* **What is being asked**:
Copy all of the entries below verbatim, leaving out the picture.

* **Records for processing**:
━━━━━━━━━━━━━━━━━━━━━━━━━━━━━━

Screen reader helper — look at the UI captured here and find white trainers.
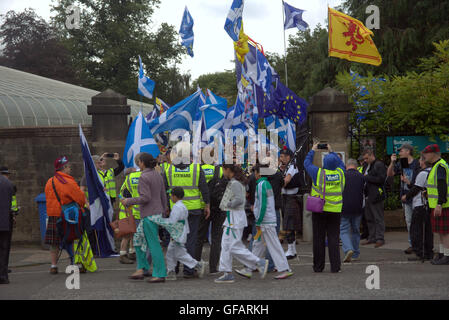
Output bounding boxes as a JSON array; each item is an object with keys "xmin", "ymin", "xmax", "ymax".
[
  {"xmin": 235, "ymin": 268, "xmax": 253, "ymax": 279},
  {"xmin": 257, "ymin": 259, "xmax": 268, "ymax": 279}
]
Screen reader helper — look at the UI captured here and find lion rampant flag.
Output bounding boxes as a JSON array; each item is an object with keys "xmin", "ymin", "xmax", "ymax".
[{"xmin": 328, "ymin": 8, "xmax": 382, "ymax": 66}]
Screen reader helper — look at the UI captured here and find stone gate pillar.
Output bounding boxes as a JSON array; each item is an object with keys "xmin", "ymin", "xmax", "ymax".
[{"xmin": 308, "ymin": 88, "xmax": 353, "ymax": 167}]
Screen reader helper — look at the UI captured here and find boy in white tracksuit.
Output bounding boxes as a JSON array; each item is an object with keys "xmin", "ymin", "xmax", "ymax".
[
  {"xmin": 236, "ymin": 165, "xmax": 293, "ymax": 279},
  {"xmin": 162, "ymin": 187, "xmax": 205, "ymax": 280}
]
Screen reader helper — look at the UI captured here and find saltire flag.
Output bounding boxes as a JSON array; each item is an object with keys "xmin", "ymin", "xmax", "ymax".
[
  {"xmin": 264, "ymin": 81, "xmax": 308, "ymax": 124},
  {"xmin": 123, "ymin": 112, "xmax": 159, "ymax": 169},
  {"xmin": 328, "ymin": 8, "xmax": 382, "ymax": 66},
  {"xmin": 179, "ymin": 6, "xmax": 194, "ymax": 57},
  {"xmin": 155, "ymin": 97, "xmax": 170, "ymax": 114},
  {"xmin": 137, "ymin": 56, "xmax": 156, "ymax": 99},
  {"xmin": 79, "ymin": 125, "xmax": 116, "ymax": 258},
  {"xmin": 148, "ymin": 89, "xmax": 202, "ymax": 135},
  {"xmin": 224, "ymin": 0, "xmax": 243, "ymax": 41},
  {"xmin": 235, "ymin": 43, "xmax": 279, "ymax": 95},
  {"xmin": 282, "ymin": 1, "xmax": 309, "ymax": 31}
]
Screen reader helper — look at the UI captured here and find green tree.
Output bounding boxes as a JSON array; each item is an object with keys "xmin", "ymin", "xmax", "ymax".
[
  {"xmin": 0, "ymin": 9, "xmax": 76, "ymax": 83},
  {"xmin": 337, "ymin": 40, "xmax": 449, "ymax": 137},
  {"xmin": 52, "ymin": 0, "xmax": 185, "ymax": 101},
  {"xmin": 192, "ymin": 70, "xmax": 237, "ymax": 106}
]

━━━━━━━━━━━━━━━━━━━━━━━━━━━━━━

* **Answer to the problem**:
Screen reader helper — look at the UI captured here and find white trainers.
Output bounding boxes as a JSON array; each item is an object with keys "xmin", "ymin", "xmax", "ymax".
[
  {"xmin": 235, "ymin": 268, "xmax": 253, "ymax": 279},
  {"xmin": 257, "ymin": 259, "xmax": 268, "ymax": 279}
]
Screen reader helper — look at the UI captured here and find lion rampant flag.
Output bounding boxes as a JSON array; each item is an object with keys "xmin", "ymin", "xmax", "ymax".
[{"xmin": 328, "ymin": 8, "xmax": 382, "ymax": 66}]
Screen reader helper — look at the UI captured here and find stone gate pillar.
Output bounding boxes as a JSON array; each item is an object with keys "xmin", "ymin", "xmax", "ymax".
[{"xmin": 308, "ymin": 88, "xmax": 353, "ymax": 167}]
Screen reader helper — look at the UI captured here and find boy in white tracksuit.
Output bounding boxes as a JSON array; each item is an object with keys "xmin", "ymin", "xmax", "ymax".
[
  {"xmin": 236, "ymin": 165, "xmax": 293, "ymax": 279},
  {"xmin": 162, "ymin": 187, "xmax": 205, "ymax": 280}
]
Screen reader helper — look at the UI captured here and find saltire flag.
Output bounding boxes as a JSON array; each item is an object with keys "xmin", "ymin", "xmax", "ymax".
[
  {"xmin": 264, "ymin": 81, "xmax": 308, "ymax": 124},
  {"xmin": 123, "ymin": 112, "xmax": 159, "ymax": 169},
  {"xmin": 328, "ymin": 8, "xmax": 382, "ymax": 66},
  {"xmin": 179, "ymin": 6, "xmax": 194, "ymax": 57},
  {"xmin": 155, "ymin": 97, "xmax": 170, "ymax": 114},
  {"xmin": 137, "ymin": 56, "xmax": 156, "ymax": 99},
  {"xmin": 79, "ymin": 125, "xmax": 116, "ymax": 258},
  {"xmin": 148, "ymin": 89, "xmax": 202, "ymax": 135},
  {"xmin": 224, "ymin": 0, "xmax": 243, "ymax": 41},
  {"xmin": 235, "ymin": 43, "xmax": 279, "ymax": 95},
  {"xmin": 282, "ymin": 1, "xmax": 309, "ymax": 31}
]
Screen reader helper — look at the UI captured here and find green tree.
Output bounding boxes as a JSON array; each item is an object with keys "xmin", "ymin", "xmax", "ymax".
[
  {"xmin": 0, "ymin": 9, "xmax": 76, "ymax": 83},
  {"xmin": 337, "ymin": 40, "xmax": 449, "ymax": 137},
  {"xmin": 52, "ymin": 0, "xmax": 185, "ymax": 101},
  {"xmin": 192, "ymin": 70, "xmax": 237, "ymax": 106}
]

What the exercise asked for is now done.